Render the listing below as a JSON list of strings, with one string for each line and blank lines omitted.

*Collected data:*
Begin

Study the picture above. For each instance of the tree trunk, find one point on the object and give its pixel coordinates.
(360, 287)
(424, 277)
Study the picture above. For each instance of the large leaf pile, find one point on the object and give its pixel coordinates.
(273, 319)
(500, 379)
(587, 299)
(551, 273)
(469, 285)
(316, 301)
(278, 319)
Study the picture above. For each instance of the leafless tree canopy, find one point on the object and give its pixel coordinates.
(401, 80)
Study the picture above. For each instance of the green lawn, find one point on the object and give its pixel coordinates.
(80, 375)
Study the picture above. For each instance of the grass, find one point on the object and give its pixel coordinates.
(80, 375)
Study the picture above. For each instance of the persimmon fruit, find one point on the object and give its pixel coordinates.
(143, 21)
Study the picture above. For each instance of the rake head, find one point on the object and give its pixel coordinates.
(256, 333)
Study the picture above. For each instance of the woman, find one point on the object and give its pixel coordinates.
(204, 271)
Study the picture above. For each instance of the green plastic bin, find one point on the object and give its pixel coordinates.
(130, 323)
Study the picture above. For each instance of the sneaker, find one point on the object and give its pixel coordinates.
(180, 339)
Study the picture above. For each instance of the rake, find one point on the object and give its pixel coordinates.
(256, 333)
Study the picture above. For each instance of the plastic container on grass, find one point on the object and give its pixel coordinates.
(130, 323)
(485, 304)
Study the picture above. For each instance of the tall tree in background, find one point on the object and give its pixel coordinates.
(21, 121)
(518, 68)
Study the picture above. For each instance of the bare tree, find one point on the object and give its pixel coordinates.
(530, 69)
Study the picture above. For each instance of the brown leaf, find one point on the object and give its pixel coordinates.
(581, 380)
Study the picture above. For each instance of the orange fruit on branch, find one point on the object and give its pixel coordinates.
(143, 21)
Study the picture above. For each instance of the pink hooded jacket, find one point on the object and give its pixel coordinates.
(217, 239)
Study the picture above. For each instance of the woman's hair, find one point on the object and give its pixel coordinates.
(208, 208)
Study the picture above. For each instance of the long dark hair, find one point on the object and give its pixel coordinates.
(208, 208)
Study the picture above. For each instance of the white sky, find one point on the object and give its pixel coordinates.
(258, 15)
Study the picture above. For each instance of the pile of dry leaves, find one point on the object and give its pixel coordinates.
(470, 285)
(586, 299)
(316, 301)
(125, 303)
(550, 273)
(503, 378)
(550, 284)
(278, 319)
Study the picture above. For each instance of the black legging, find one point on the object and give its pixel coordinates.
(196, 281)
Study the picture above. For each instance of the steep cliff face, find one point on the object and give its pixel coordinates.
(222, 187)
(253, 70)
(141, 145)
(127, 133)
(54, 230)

End

*Written reply:*
[
  "Study the picture above. For each instance of the tree trunk, find one point on the object and give its pixel coordinates.",
  "(360, 287)",
  "(424, 277)",
  "Study the picture above. For each instance of the large leaf pile, find one point on the object and give its pixel coordinates.",
  "(273, 319)",
  "(500, 379)",
  "(587, 299)",
  "(551, 273)",
  "(469, 285)",
  "(316, 301)",
  "(278, 319)",
  "Study the picture above. For each instance of the leafless tree canopy, find one point on the object and give its pixel coordinates.",
  "(401, 80)",
  "Study the picture above. For each instance of the green lawn, find one point on the object and give its pixel coordinates.",
  "(80, 375)",
  "Study the picture above. For each instance of the grass, find one point on the object and give its pixel coordinates.",
  "(80, 375)",
  "Study the picture above. For each instance of the persimmon fruit, find one point on the object and give its pixel coordinates.",
  "(143, 21)",
  "Study the picture above. For each instance of the rake head, find one point on the object and give its pixel coordinates.",
  "(256, 333)",
  "Study the picture above. For each instance of the woman, find one point on the object and give its pixel coordinates.",
  "(204, 271)",
  "Study the picture above. For each instance of the green plastic bin, find one point on the object and give its pixel coordinates.",
  "(130, 323)",
  "Study the picture above. For each instance of the sneaker, find one point on the object and give its pixel coordinates.",
  "(180, 339)",
  "Study the picture above. For each instance of the rake, find one point on the object and give its pixel coordinates.",
  "(256, 333)",
  "Study the picture above. For each instance of the plastic container on grass, find one point on the object and give its pixel coordinates.",
  "(130, 323)",
  "(485, 304)",
  "Study the picture above. For each instance of the tall tree in background, find one point on the object and give its pixel coordinates.",
  "(21, 121)",
  "(518, 68)",
  "Study the picture above. For each instance of the bare tree, find one point on the object and give its pixel coordinates.",
  "(530, 69)",
  "Study the picture above. For each instance of the brown leaf, find one point on the object and give its pixel coordinates.",
  "(581, 380)",
  "Study the picture above. For each instance of the orange fruit on branch, find one point on the object and give its pixel coordinates.",
  "(143, 21)",
  "Study the picture above. For each instance of the pink hooded jacket, find one point on the object and give its pixel coordinates.",
  "(217, 239)",
  "Study the picture above. For each instance of the woman's hair, find one point on the object and give its pixel coordinates.",
  "(208, 208)",
  "Study the picture above. For each instance of the long dark hair, find one point on the object and give its pixel coordinates.",
  "(208, 208)",
  "Study the picture above. For each instance of the white sky, find one point on the object and give its pixel coordinates.",
  "(258, 15)",
  "Study the picture above. For each instance of the pile of dry leaves, find one point on the object and give its pixel coordinates.",
  "(470, 285)",
  "(586, 299)",
  "(316, 301)",
  "(125, 303)",
  "(550, 273)",
  "(503, 378)",
  "(550, 284)",
  "(278, 319)",
  "Study the picture above. For each instance of the black legging, find one point on the object and give its pixel coordinates.",
  "(196, 281)",
  "Study the picture above. For each instance of the steep cliff face, find one point on the object and give its pixel coordinates.",
  "(222, 187)",
  "(253, 70)",
  "(141, 145)",
  "(127, 133)",
  "(54, 230)"
]